--- Exercise input ---
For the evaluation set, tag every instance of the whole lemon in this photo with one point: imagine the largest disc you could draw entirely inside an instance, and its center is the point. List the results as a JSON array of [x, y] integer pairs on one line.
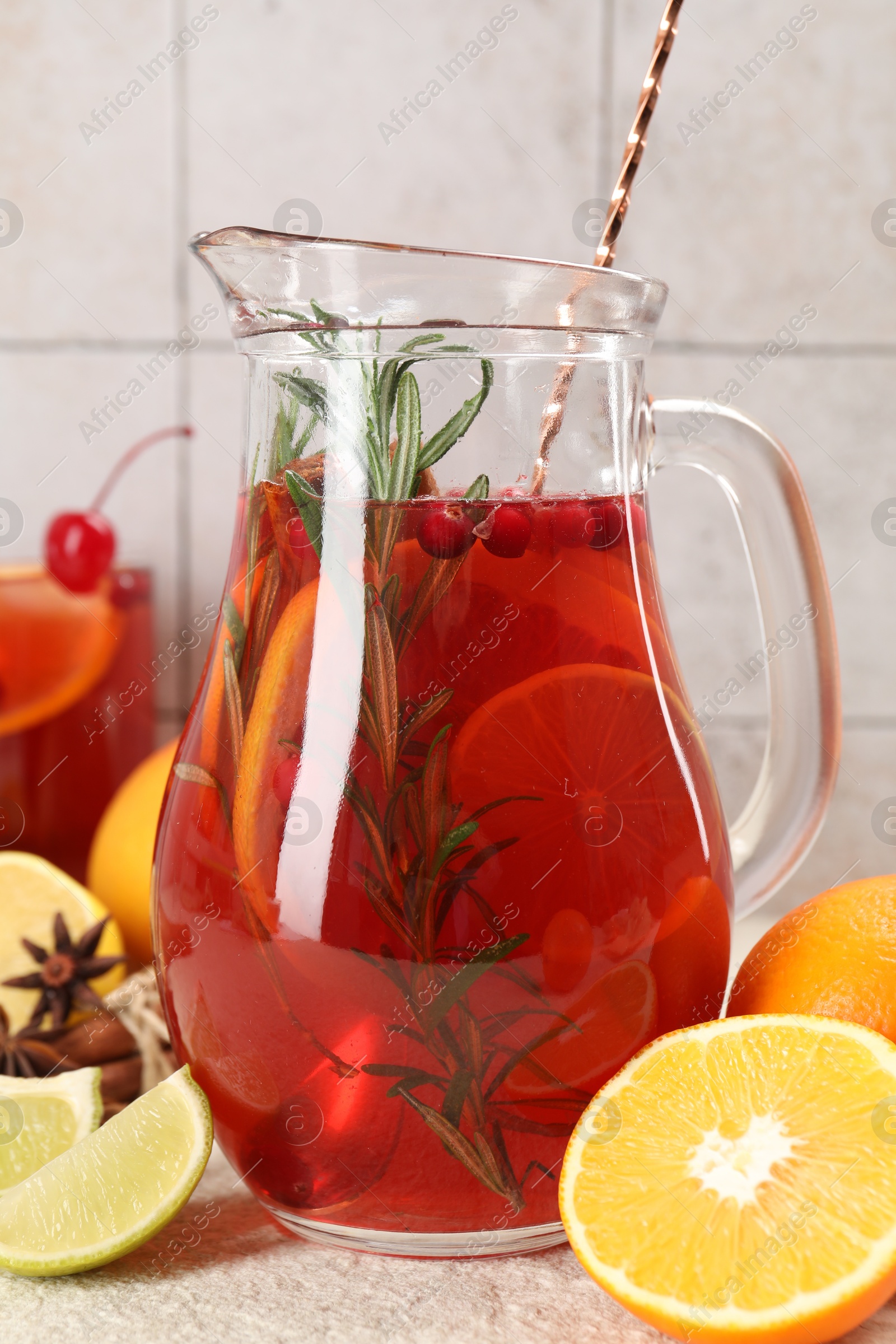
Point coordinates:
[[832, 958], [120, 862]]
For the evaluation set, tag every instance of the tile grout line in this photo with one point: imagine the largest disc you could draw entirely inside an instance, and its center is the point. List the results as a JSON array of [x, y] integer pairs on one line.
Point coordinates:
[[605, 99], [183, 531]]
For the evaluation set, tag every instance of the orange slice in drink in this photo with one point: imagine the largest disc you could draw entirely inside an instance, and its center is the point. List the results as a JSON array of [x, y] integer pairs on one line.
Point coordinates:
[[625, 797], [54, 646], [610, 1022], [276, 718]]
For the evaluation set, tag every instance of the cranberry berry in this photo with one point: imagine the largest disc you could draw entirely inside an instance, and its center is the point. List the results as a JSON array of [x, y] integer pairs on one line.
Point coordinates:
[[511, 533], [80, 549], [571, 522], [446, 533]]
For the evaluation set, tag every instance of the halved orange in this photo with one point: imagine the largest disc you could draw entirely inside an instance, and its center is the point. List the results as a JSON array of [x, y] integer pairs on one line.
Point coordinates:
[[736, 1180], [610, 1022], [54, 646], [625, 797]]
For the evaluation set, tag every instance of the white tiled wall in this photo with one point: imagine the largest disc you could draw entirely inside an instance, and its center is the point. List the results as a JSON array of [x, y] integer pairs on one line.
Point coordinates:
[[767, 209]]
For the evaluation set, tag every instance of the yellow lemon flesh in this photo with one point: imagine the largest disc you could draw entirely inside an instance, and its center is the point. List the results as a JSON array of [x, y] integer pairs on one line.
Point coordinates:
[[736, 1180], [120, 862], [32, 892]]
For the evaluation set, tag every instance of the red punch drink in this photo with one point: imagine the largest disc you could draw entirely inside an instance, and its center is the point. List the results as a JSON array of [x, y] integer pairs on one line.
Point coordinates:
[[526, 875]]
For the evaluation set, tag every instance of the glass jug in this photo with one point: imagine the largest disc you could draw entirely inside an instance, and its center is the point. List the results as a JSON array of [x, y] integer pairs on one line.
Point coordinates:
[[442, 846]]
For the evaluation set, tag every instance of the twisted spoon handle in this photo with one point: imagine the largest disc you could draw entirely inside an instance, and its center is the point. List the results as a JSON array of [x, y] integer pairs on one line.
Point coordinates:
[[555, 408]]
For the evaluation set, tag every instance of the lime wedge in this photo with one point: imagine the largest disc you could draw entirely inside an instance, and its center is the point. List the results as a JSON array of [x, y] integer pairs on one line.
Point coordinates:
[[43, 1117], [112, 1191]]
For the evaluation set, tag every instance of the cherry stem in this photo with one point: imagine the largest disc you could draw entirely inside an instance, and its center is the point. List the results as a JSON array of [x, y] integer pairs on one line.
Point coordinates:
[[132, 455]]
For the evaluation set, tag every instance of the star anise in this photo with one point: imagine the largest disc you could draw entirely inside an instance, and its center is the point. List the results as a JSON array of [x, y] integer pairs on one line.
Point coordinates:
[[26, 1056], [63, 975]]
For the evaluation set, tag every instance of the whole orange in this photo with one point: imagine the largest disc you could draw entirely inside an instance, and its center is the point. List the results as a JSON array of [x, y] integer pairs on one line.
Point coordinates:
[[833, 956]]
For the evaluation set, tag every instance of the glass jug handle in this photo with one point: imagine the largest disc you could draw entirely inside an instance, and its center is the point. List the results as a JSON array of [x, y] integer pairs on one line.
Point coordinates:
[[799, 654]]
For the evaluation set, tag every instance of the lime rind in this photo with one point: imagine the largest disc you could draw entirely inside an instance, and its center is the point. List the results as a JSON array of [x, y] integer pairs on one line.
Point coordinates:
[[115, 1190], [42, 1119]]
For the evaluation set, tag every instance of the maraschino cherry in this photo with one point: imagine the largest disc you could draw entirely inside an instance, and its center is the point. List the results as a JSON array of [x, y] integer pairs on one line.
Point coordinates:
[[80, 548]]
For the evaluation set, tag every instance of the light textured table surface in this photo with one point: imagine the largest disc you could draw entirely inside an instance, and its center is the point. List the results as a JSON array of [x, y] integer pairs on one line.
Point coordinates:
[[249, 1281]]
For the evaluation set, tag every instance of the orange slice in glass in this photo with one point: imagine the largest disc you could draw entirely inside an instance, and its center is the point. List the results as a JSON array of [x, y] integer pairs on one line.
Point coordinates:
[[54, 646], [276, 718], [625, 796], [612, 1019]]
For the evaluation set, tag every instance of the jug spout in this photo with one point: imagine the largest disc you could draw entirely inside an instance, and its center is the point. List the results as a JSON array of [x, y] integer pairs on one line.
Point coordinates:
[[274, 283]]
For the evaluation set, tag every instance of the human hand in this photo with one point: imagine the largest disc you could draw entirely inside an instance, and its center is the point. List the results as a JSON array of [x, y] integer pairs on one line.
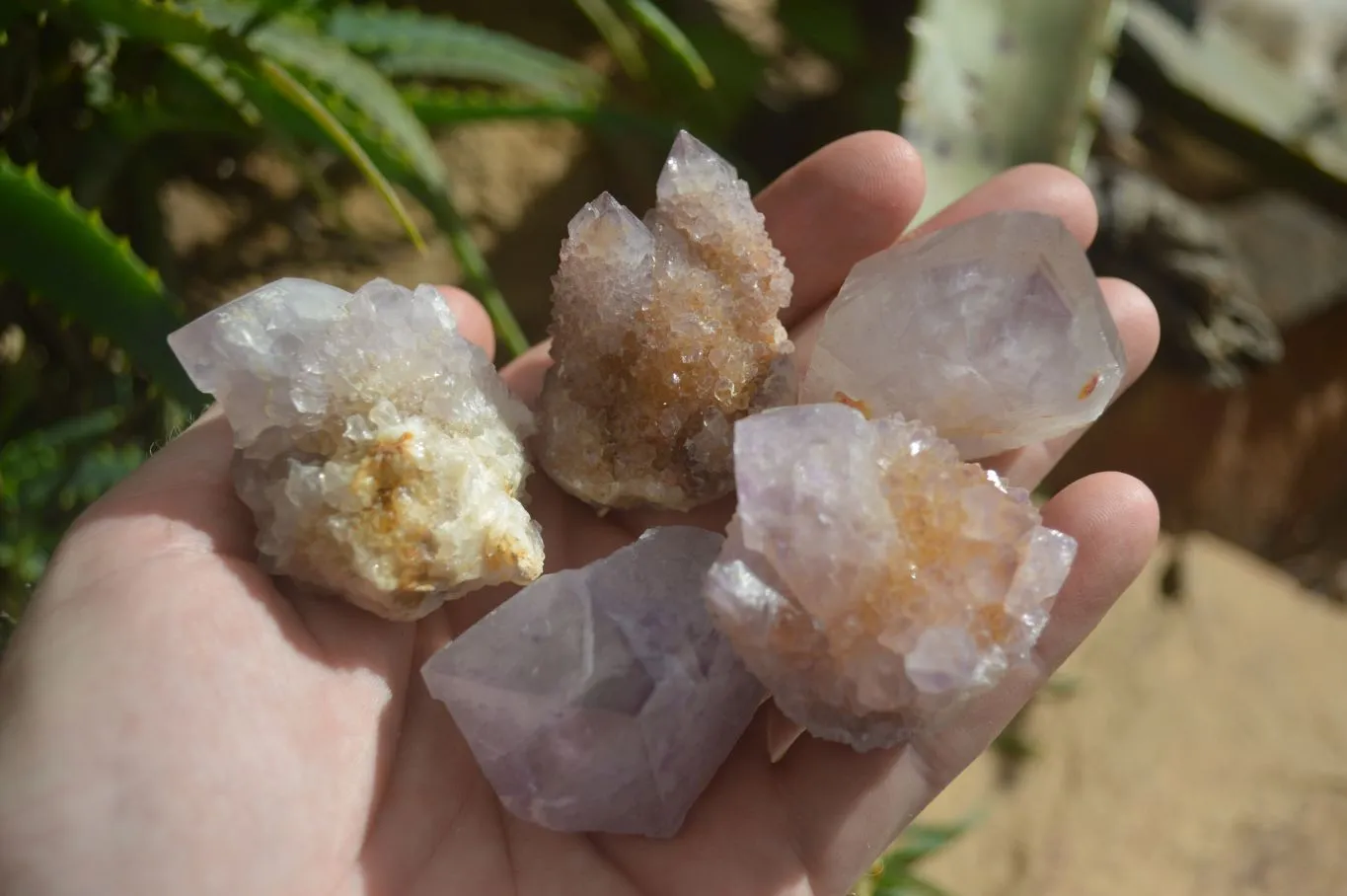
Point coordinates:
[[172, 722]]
---
Copy each line in full and exactly, omitting any picture.

▸ **Solution below**:
For the evaluation set, tag every instance of the whole lemon in this photo with one point: imagine the largest disc you could draw entirely inside an instance, and its center is the point. List the results as a JSON array of [x, y] integer pairs on one line.
Point coordinates:
[[832, 958], [120, 862]]
For the evaluation set, tag every instance of the tile grout line in this photo with one point: imagine the largest disc you could draw entirely inside an instance, and its center is the point. List the results as a JSON array of [x, y] integer pairs on one line.
Point coordinates:
[[605, 99], [183, 531]]
For the evaluation set, tag every instance of the orange slice in drink in this photo with one point: imagine the largest disc you could draw entirely inside an instance, and its center is the point. List the results as a JSON array of [x, y] integer pairs on one line.
Point coordinates:
[[625, 797], [54, 646], [610, 1022], [276, 718]]
For the evaluation set, tag every instance of the cranberry berry in this photo with one point: imagine the largest disc you could draw entirely inside an instance, and its center is the point. List the results as a JSON array of [x, y] integer pairs on one line.
Point coordinates:
[[511, 533], [80, 549], [571, 522], [446, 533]]
For the evaluation set, tag every instance of the halved orange in this photo with one point: imagine the largest disc you could draw entirely inside an instance, and its center is the point. List the results as a JSON array of [x, y] integer pairs on one line.
Point coordinates:
[[736, 1180], [610, 1022], [54, 646], [625, 797]]
For the evaluation set, tag every instance of the white tiled wall in this photo with one point: imagine the largest disc you could draw entirely inside an instance, and its center is the point. List the results as a JSON array of [x, y] integer pairs on one line.
Point coordinates:
[[767, 209]]
For the evaluation set, tag every instance of the yellow lemon flesh in this photo with one point: imagine the largest disc you could draw entirely inside an instance, and its center is the point. List the results as a JSON array of [x, y] integer pairs on one line.
Point coordinates:
[[736, 1180], [120, 862], [32, 892]]
For the evaluation set, tag every instance of the red punch drink in this photo with one point: imagine the largest disc you could draw entirely inside an instance, and its center is the point. List the results as a JSON array of [x, y] integer pairs on one line.
Point coordinates:
[[526, 875]]
For the evaluation set, tag every instance of the glass jug in this photo with one point: imagine the largest disc you could draw entirely inside an instance, and its center is the point. List the results as a JSON array of [x, y] integer pairs on one line.
Point coordinates:
[[442, 846]]
For the evaluation set, tag every instance of the twisted spoon handle in this photo with one point: imagine the largest disc you could draw entirely inside an instance, and its center is the point. List the results as a JSON array of [x, y] integer pairs on one line.
Point coordinates:
[[555, 408]]
For the evaluation set, tag every instance of the lime wedge in this photo with one point: imagine the largest disc you could draw entirely inside an instance, and its center is the point. List the results as a JSON array of [x, y] integer pairs on one line.
Point coordinates:
[[43, 1117], [112, 1191]]
For the evaluation set, tag every instance of the cherry stem in this photo with one point: imagine the largest disc you could draw entirely inside an instance, and its center is the point. List the results as a JSON array of [x, y] integer pairs on one line.
Point coordinates:
[[132, 455]]
For the evaluation set, tag every instance of the star anise in this photo with one point: imagine the largest disc you could draw entirely inside an instance, and its center is the point. List the results as a JSON array of [x, y] integer pairs on one line.
Point coordinates:
[[26, 1056], [63, 975]]
For the evaluation set, tag every instance of the whole orange in this photo with one point: imagine the largest disc you could draw entirely inside an instance, and its center is the point. List the results as a JSON array of [x, y] integer pairs on one line.
Point coordinates:
[[833, 956]]
For the evaluation set, tag every instance of the glass jug handle in this photo with one point: imagine the largest disc you could draw entirely inside an instance, and its center is the point. List the results as a JSON array of [x, y] integer pairs on one line.
Point coordinates:
[[799, 654]]
For the evaluation set, tag every instance of the lime rind in this photo with one point: imagine the largest disc you could draw entirely inside an instance, and its center is the point. List the results as a JSON array of [x, y] integer pairs on one line.
Point coordinates:
[[115, 1190], [42, 1119]]
For the evaluation set, tag every instance of the maraschino cherry in this photo with one point: imagine the largest disc you could draw entirely inside an instance, and its center is the point. List the results as a JSON array of [x, y] integer pairs on one line.
Point coordinates:
[[80, 548]]
For the evaluation set, tag every instance of the light textured table surface in this photo with one point: imagine the largest disc you could draw entirely inside an instance, and its center is the point. List the results as a JSON array of [x, y] integer pairs on one line.
Point coordinates:
[[249, 1281]]
For the evaluation set, tag every instance of the orange slice in glass in this photo with one point: imagine the largest disc you could draw entirely inside an instance, and its center is the point. List the results as a JSON array of [x, y] integer pairs on one line.
Point coordinates:
[[54, 646], [276, 718], [625, 796], [612, 1019]]
For the evaluation set, tag every instance of the jug spout in this photo with one point: imagine the largest disc you could draw entirely inside an instance, and its center is the point. List the results as a JSON array of [x, y] integer pairs on one line.
Point coordinates:
[[274, 283]]
For the evaluation set, tag every instance of the human hand in this photo with one point: imagine the largest disc you could draw entirely inside an instance, and its center is the point. List the results as a JSON array of [x, y] integer pairs on one line.
Point coordinates:
[[172, 722]]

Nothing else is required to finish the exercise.